What to work on >> Lay out the lines below as a Markdown table with the columns "Row" and "Line", numbering each row and leaving out blank lines and pictures.

-------

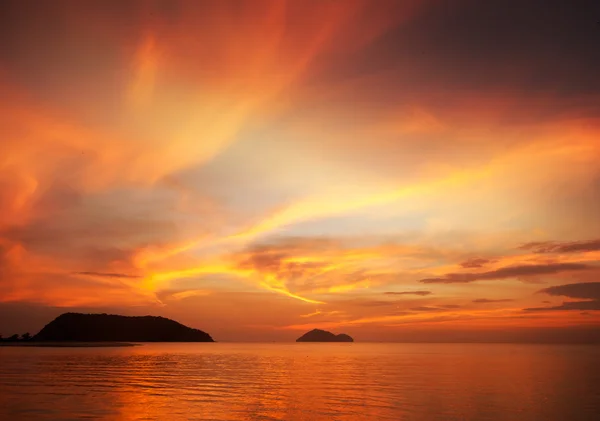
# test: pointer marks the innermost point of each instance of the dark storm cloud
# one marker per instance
(589, 291)
(538, 46)
(507, 272)
(421, 293)
(562, 247)
(488, 301)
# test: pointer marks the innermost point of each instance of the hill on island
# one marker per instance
(318, 335)
(110, 327)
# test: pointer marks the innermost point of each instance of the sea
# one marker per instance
(302, 381)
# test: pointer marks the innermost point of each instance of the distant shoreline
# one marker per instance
(68, 344)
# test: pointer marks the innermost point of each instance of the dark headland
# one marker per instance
(318, 335)
(77, 327)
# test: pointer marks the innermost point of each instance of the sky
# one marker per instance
(420, 170)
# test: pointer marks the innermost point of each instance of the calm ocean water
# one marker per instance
(223, 381)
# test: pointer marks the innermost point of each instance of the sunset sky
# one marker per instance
(396, 170)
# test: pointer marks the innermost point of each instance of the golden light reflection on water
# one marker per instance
(301, 382)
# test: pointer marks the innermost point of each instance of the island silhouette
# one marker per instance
(78, 327)
(318, 335)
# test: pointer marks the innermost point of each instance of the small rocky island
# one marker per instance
(79, 327)
(318, 335)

-------

Solution for this task >>
| Row | Line |
|---|---|
| 1 | # test: pointer marks the innermost point of each instance of the dark storm cloud |
| 2 | # one marker per instance |
| 3 | (589, 291) |
| 4 | (538, 46) |
| 5 | (507, 272) |
| 6 | (421, 293) |
| 7 | (562, 247) |
| 8 | (488, 301) |
| 9 | # test: pointer marks the innermost point of each instance of the hill on island |
| 10 | # one marker per instance |
| 11 | (318, 335) |
| 12 | (110, 327) |
| 13 | # test: pointer marks the innermost point of each instance of the sea |
| 14 | # one marker per instance |
| 15 | (302, 381) |
| 16 | # test: pointer marks the innermost point of each instance of the distant shoreline |
| 17 | # one marker per instance |
| 18 | (68, 344) |
| 19 | # test: pointer marks the innermost point of each instance of the dark headland |
| 20 | # one marker per instance |
| 21 | (318, 335) |
| 22 | (77, 327) |
| 23 | # test: pointer marks the innermost point of each instance of the sky |
| 24 | # one marker per instance |
| 25 | (420, 170) |
| 26 | # test: pointer marks the innermost point of each instance of the calm ocean water |
| 27 | # one marker per instance |
| 28 | (223, 381) |
| 29 | # test: pointer marks the innermost point of each instance of the sunset sky |
| 30 | # one marker per instance |
| 31 | (396, 170) |
| 32 | # test: pointer marks the innermost point of each instance of the golden light reflection on water |
| 33 | # one marker per instance |
| 34 | (301, 382) |
| 35 | # test: pointer marks the innermost point of each instance of the island silhouette |
| 36 | # one marker per instance |
| 37 | (78, 327) |
| 38 | (318, 335) |
| 39 | # test: pointer marks the innermost point of each instance of the small rocky island |
| 40 | # one marker per instance |
| 41 | (79, 327) |
| 42 | (318, 335) |